====== Study material
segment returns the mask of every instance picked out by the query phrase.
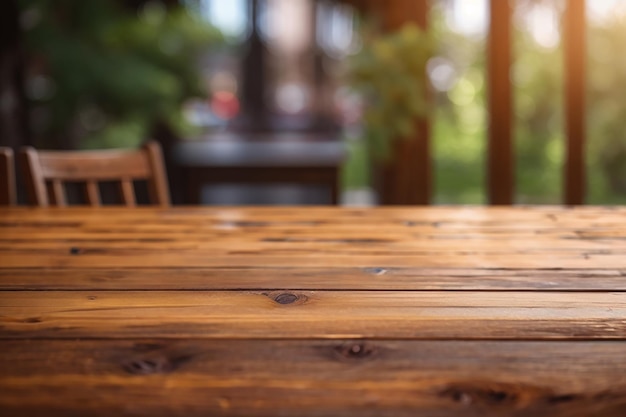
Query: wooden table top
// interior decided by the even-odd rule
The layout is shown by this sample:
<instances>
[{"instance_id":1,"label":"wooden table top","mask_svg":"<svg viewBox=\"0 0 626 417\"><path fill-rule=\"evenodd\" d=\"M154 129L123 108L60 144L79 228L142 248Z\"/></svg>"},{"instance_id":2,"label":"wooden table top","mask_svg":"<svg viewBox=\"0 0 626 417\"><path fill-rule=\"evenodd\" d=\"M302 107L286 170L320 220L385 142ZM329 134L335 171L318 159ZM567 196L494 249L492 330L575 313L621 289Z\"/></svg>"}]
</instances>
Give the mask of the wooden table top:
<instances>
[{"instance_id":1,"label":"wooden table top","mask_svg":"<svg viewBox=\"0 0 626 417\"><path fill-rule=\"evenodd\" d=\"M624 416L626 208L0 209L0 415Z\"/></svg>"}]
</instances>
============
→ **Exercise**:
The range begins at the line containing "the even-odd rule" and ends at the last line of the entries; reproduce it exactly.

→ **Exercise response**:
// interior decided by the even-odd rule
The layout is shown by this sample:
<instances>
[{"instance_id":1,"label":"wooden table top","mask_svg":"<svg viewBox=\"0 0 626 417\"><path fill-rule=\"evenodd\" d=\"M154 129L123 108L60 144L79 228L142 248Z\"/></svg>"},{"instance_id":2,"label":"wooden table top","mask_svg":"<svg viewBox=\"0 0 626 417\"><path fill-rule=\"evenodd\" d=\"M302 107L286 170L320 220L385 142ZM329 134L335 171L318 159ZM567 196L494 249L492 330L575 313L621 289Z\"/></svg>"}]
</instances>
Give the mask of the wooden table top:
<instances>
[{"instance_id":1,"label":"wooden table top","mask_svg":"<svg viewBox=\"0 0 626 417\"><path fill-rule=\"evenodd\" d=\"M624 416L626 208L0 209L0 415Z\"/></svg>"}]
</instances>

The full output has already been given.